__Yang Diminta__: Salin dengan persis seluruh bagian ulasan novel di bawah ini, mulai dari "Namun pada kesempatan" terus sampai "proses kreatif penulisnya.".

__Potongan Dokumen__:
== == ==
Mesin Waktu dan Sebuah Pertanyaan, Ulasan sederhana novel Miracle Journey: Kisah Perjalanan Penuh Keajaiban Kitta Kafadaru karya Yudhi Herwibowo, oleh Ary Yulistiana


Cukup berat untuk memulai membaca novel ini. Rasanya, mata mesti dipaksa supaya tetap nyalang untuk bertahan membacanya. Beberapa halaman awal terlewat,  mata hanya menyeret-nyeret kalimat hambar saja agaknya. Asing rasanya. Negeri mana? Kisah apa? Makin lengkap saja kesusahan itu dengan nama-nama tokoh yang tidak begitu akrab di telinga. Dua kesempatan pertama terlewat begitu saja. Hanya menuntaskan beberapa lembar dan berakhir dengan kantuk memberati mata. 

Namun pada kesempatan ketiga, situasi berubah. Baru menyadari bahwa sebelumnya saya hanya membaca dengan mata. Percayalah, hati, emosi, batin, perasaan, atau apapun itu yang berada dalam jiwa, perlu dilibatkan dalam membaca. Bila tidak, maka yang dilakukan sama saja dengan merangkai abjad semata, sekadar mengeja kata, tanpa makna. Sesudahnya, ketika mulai membaca dengan melibatkan rasa, saya tenggelam dalam kisah-kisah ajaibnya!

Miracle Journey: Kisah Perjalanan Penuh Keajaiban Kitta Kafadaru. Buku ke-28 dari Yudhi Herwibowo. Baiklah, bermacam perdebatan kerap muncul soal posisi penulis setelah karyanya selesai dan dinikmati oleh pembaca. Entah bagaimana polemik itu berkelanjutan, yang jelas, buku ini adalah karya istimewa yang lahir dari produktivitas tinggi dan kedahsyatan imaji yang luar biasa dari proses kreatif penulisnya. 

Siapakah Kitta Kafadaru? Ia adalah seorang lelaki istimewa yang dilahirkan dengan punuk di punggungnya, lelaki yang terlahir bersamaan dengan hujan debu yang melanda Kofa. Sebuah desa kecil di utara Larantuka, Nusa Tenggara Timur. Sesudah kelahiran lelaki berpunuk, Kitta Kafadaru, Kofa menjadi desa terindah di pulau tersebut. Hijau, kerap dihiasi rinai hujan dan diberkahi dengan empat mata air yang mengalir jernih di empat penjuru mata anginnya.
== == ==
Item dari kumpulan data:
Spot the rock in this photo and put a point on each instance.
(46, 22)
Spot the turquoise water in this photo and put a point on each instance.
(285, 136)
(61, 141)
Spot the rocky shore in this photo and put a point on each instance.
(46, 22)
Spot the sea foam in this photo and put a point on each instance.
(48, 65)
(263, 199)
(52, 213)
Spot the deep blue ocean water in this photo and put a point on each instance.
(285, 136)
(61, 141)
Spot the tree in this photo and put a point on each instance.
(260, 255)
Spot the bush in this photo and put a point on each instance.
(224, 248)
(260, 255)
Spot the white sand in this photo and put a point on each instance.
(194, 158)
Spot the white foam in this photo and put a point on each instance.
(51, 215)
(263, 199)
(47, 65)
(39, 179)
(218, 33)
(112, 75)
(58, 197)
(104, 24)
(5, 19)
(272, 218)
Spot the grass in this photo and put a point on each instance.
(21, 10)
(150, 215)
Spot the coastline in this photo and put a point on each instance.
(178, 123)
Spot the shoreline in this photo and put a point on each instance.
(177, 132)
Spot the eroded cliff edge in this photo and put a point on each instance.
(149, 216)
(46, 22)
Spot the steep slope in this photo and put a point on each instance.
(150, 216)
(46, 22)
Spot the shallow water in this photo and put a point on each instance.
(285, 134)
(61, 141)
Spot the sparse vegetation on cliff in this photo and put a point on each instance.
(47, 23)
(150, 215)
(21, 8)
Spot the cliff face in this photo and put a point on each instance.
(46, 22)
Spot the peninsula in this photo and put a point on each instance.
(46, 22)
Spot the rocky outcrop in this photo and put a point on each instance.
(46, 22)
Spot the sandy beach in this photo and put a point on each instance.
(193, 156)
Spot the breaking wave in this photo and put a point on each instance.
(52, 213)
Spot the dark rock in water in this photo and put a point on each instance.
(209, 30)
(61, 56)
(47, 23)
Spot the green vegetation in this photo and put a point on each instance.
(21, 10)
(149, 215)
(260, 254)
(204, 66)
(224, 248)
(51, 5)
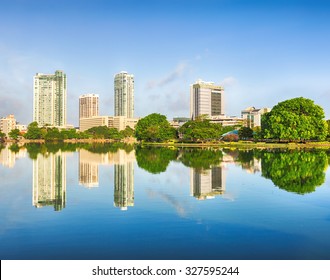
== == ==
__Jawaban Tertulis__:
Namun pada kesempatan ketiga, situasi berubah. Baru menyadari bahwa sebelumnya saya hanya membaca dengan mata. Percayalah, hati, emosi, batin, perasaan, atau apapun itu yang berada dalam jiwa, perlu dilibatkan dalam membaca. Bila tidak, maka yang dilakukan sama saja dengan merangkai abjad semata, sekadar mengeja kata, tanpa makna. Sesudahnya, ketika mulai membaca dengan melibatkan rasa, saya tenggelam dalam kisah-kisah ajaibnya!

Miracle Journey: Kisah Perjalanan Penuh Keajaiban Kitta Kafadaru. Buku ke-28 dari Yudhi Herwibowo. Baiklah, bermacam perdebatan kerap muncul soal posisi penulis setelah karyanya selesai dan dinikmati oleh pembaca. Entah bagaimana polemik itu berkelanjutan, yang jelas, buku ini adalah karya istimewa yang lahir dari produktivitas tinggi dan kedahsyatan imaji yang luar biasa dari proses kreatif penulisnya.